* [Text for analysis]:
------------------------
Rishi Sunak announces £2bn jobs fund to help young people beat coronavirus crisis

Rishi in the Commons

Rishi Sunak has announced plans today to pay the wages of hundreds of thousands of young people on work placements for six months as he warns that they must not “bear the brunt” of the coronavirus crisis.

The chancellor has used his summer economic update to publicise a £2 billion “kickstart” work placement scheme in which the state will cover the minimum wage for young workers, with employers able to top up pay packets.

Each person will receive about £5,500 from the government over half a year, while businesses will receive £1,000 for taking them on. The measure, which will be aimed at those aged between 16 and 24 who are claiming universal credit and are at risk of long-term joblessness, could help 300,000 people and comes amid concern about mass youth unemployment.

The plans will form part of Boris Johnson’s “opportunity guarantee” for young people, which will also include a huge increase in apprenticeships. Firms could be given £1,000 for each apprentice they take on.
------------------------
* [Things to do]:
1) In the article on the jobs fund, rewrite the paragraph that begins "Each person will receive" as a short bulleted list that keeps its main facts.
2) Translate this sentence from the jobs fund article into Spanish: "Firms could be given £1,000 for each apprentice they take on."
3) Pick up the article on Rishi Sunak's jobs fund after its last sentence and keep writing it.
The data that comes after this text has nothing to do with the work here.

* [Collected material]:
------------------------
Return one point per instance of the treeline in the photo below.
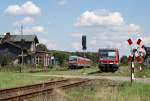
------------------------
* [Answer section]:
1)
- Each person gets about £5,500 from the government over six months.
- Businesses get £1,000 for each person they take on.
- The scheme is for 16- to 24-year-olds on universal credit who are at risk of long-term joblessness.
- It could help 300,000 people.
- It comes amid concern about mass youth unemployment.

2) Las empresas podrían recibir 1.000 libras por cada aprendiz que contraten.

3)
The chancellor also announced a temporary cut to stamp duty to stimulate the housing market with the threshold rising from £125,000 to £500,000.

Other measures to stimulate the economy include a potential VAT cut for the hospitality sector and a £3 billion green jobs package, including vouchers of up to £5,000 for people to insulate their homes.

Mr Sunak said: “Young people bear the brunt of most economic crises, but they are at particular risk this time because they work in the sectors disproportionately hit by the pandemic.

“We also know that youth unemployment has a long-term impact on jobs and wages and we don’t want to see that happen to this generation. So we’ve got a bold plan to protect, support and create jobs — a Plan for Jobs.”

Fears are growing over mass redundancies when the government’s furlough scheme ends in October. The hardest-hit sectors have called for it to be extended.

Young people are more likely to be furloughed and the number of under-25s claiming unemployment benefits has increased by 250,000 since March. Under the work placement scheme the government will cover 100 per cent of the minimum wage for 25 hours a week, with employers able to add to pay.

Frances O’Grady, general secretary of the TUC, welcomed the move as a “good first step” to prevent mass youth unemployment. “But we’ll be checking the small print to ensure every job provides proper training and a bridge to steady employment,” she added.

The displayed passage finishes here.